■ **Passage provided**:
Truth is often stranger than fiction and this following entry illustrates this point well. It was sent to us by a certain   K. " Sparkles" Farquar of Kirby , Ontario.  Read on...strange Lutefaces are coming.

 

Roaring Nineties in Paisley
   I was a  lad of 19 when I was blessed with being able to see Luteface in action. I have been a fan ever since. The date was July 14th 1976 and the location was Paisley Ontario.
 Luteface was playing on the street as part of the Paisley " Back to the Roaring Nineties " Festival. Now keep in mind, this was 1976, so the 1990's had not happened yet, so the festival title refers to the 1890's.
  The main street was full of people and was all dressed up in bunting and bows. Barber shop quartettes sang from every corner and as I slurped on a large Rocky Road ice cream cone, I even watched a performance by the local Sweet Adellines. I noticed that everyone was dressed in period costume.

■ **Written exercise 1**: In the Luteface festival story, starting at the words "Truth is often" and stopping after "was Paisley Ontario.", swap "lad" for "young man" and write out the result.
The entries that follow have no connection to the Luteface festival story.

■ **Exercise input**:
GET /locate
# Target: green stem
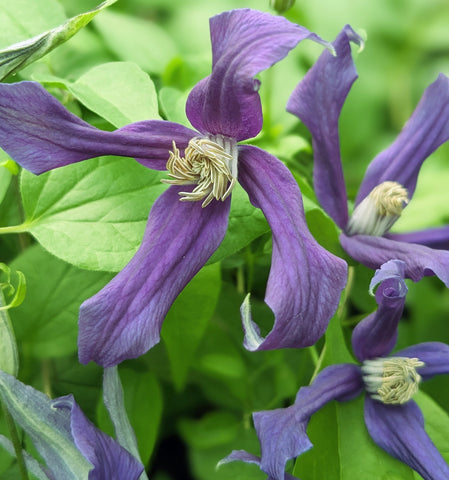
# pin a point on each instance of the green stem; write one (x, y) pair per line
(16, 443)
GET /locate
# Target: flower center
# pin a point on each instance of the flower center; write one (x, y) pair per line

---

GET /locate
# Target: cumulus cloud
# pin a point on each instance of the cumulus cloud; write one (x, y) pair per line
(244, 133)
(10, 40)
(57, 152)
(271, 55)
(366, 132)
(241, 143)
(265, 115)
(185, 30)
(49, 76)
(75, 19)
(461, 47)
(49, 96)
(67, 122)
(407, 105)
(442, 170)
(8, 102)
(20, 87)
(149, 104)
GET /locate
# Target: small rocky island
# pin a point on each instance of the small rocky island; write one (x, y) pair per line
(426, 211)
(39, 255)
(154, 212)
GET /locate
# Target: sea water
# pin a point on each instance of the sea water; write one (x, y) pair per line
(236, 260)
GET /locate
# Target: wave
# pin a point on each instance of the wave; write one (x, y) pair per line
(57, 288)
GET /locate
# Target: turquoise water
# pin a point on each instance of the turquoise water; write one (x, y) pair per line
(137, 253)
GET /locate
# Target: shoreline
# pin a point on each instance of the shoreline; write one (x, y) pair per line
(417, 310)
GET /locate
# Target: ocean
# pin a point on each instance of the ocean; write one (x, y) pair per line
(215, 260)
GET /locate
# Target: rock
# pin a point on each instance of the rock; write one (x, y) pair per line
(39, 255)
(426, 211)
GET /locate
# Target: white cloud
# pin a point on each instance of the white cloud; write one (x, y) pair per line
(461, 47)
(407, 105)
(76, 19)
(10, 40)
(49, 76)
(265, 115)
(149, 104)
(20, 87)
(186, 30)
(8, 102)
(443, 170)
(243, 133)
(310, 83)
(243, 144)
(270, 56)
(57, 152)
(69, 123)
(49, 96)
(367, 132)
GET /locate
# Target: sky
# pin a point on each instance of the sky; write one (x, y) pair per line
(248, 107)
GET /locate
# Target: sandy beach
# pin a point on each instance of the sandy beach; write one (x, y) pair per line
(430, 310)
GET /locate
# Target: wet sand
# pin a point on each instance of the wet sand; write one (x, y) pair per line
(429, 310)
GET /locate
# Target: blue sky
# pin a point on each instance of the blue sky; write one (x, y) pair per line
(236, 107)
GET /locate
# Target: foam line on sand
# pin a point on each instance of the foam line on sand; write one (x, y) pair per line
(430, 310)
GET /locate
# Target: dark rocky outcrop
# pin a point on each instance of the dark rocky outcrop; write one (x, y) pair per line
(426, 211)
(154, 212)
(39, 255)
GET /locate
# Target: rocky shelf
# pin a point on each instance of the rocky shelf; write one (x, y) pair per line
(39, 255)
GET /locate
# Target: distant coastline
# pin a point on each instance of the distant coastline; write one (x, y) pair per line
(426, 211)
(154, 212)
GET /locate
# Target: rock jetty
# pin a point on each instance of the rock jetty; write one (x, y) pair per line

■ **Written exercise 2**: Collect each line of the entries that includes the string "ocean".

■ **Expected answer 1**:
Truth is often stranger than fiction and this following entry illustrates this point well. It was sent to us by a certain   K. " Sparkles" Farquar of Kirby , Ontario.  Read on...strange Lutefaces are coming.

 

Roaring Nineties in Paisley
   I was a  young man of 19 when I was blessed with being able to see Luteface in action. I have been a fan ever since. The date was July 14th 1976 and the location was Paisley Ontario.

■ **Expected answer 2**:
# Target: ocean
# pin a point on each instance of the ocean; write one (x, y) pair per line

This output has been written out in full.